:: TEXTE ÉTUDIÉ ::
________________
45. Adora Crellin (Patricia Clarkson) - Sharp Objects
- Lu.L
- 26 mai
- 6 min de lecture

Je dois l'avouer, Adora Crellin est l'un de mes personnages préférés. L'un des plus terribles aussi sur lequel j'ai eu et j'aurai sans doute à écrire.
Adora apparaît pour la première fois dans le roman de Gillian Flynn, Sur ma peau, sorti en 2006, et dont est tirée la série Sharp Objects. En 2014, Flynn s'associe à Marti Noxon, grande scénariste de la télévision américaine, pour produire une série au sein d'Entertainment One (aujourd'hui Lionsgate). Le pilote écrit, il est approuvé et huit épisodes sont commandés, tournés en 2017 et diffusés sur HBO durant l'été 2018. Noxon est la showrunneuse de cette mini-série réalisée par Jean-Marc Vallée (Big Little Lies).
La série m'est recommandée fin 2018 et un argument supplémentaire finit de me convaincre de la regarder : la présence au casting de la comédienne Patricia Clarkson, dont j'avais déjà adoré la performance dans Six Feet Under : elle y joue Sarah, la sœur excentrique de Ruth. Clarkson, c'est un mélange parfait de morgue et de pétulance. Dans Sharp Objects, elle est aérienne dans ses robes de luxe vaporeuses, mais semble toujours à deux doigts de tomber, bancale et fragile. Le talent immense de Clarkson repose ici sur l'ambivalence de son jeu; dans le rôle d'Adora, membre éminent de la communauté d'une petite ville sudiste des Etats-Unis, sa douceur est à la mesure de sa cruauté : extraordinaire. Ses mots sont susurrés onctueusement mais acérés comme les lames d'un rasoir.
________________
[Éléments de données]
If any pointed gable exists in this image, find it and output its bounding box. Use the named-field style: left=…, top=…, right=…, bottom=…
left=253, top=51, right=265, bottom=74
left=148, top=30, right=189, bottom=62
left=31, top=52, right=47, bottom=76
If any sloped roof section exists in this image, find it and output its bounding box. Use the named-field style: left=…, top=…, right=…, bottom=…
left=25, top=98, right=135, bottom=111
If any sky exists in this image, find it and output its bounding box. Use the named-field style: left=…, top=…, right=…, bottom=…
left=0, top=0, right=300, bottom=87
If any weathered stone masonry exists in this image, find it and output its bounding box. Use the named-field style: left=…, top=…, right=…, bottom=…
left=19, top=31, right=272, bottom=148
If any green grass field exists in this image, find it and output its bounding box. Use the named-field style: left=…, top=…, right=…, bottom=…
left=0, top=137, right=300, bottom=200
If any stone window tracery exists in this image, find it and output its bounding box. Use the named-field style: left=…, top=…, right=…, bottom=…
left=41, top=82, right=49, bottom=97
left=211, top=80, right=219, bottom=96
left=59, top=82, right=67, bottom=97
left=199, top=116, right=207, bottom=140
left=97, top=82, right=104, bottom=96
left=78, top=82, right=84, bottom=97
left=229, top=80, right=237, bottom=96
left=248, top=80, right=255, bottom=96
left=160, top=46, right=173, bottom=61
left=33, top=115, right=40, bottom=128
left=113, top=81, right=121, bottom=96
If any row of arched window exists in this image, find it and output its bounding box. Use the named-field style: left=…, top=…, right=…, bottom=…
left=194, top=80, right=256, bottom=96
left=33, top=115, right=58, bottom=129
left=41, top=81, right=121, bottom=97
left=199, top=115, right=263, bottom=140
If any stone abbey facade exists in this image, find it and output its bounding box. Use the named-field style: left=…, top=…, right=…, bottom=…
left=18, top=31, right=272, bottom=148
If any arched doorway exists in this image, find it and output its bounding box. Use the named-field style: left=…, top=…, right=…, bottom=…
________________
:: CONSIGNES ::
1. Quels sont tous les titres de romans ou de séries cités dans l'article sur Adora Crellin ?
2. Recopiez le passage de l'article sur Adora Crellin qui va de « 45. Adora Crellin » jusqu'à « doute à écrire. » inclus.

:: RÉPONSES ::
1.
- Sharp Objects
- Sur ma peau
- Big Little Lies
- Six Feet Under

2.
45. Adora Crellin (Patricia Clarkson) - Sharp Objects
- Lu.L
- 26 mai
- 6 min de lecture

Je dois l'avouer, Adora Crellin est l'un de mes personnages préférés. L'un des plus terribles aussi sur lequel j'ai eu et j'aurai sans doute à écrire.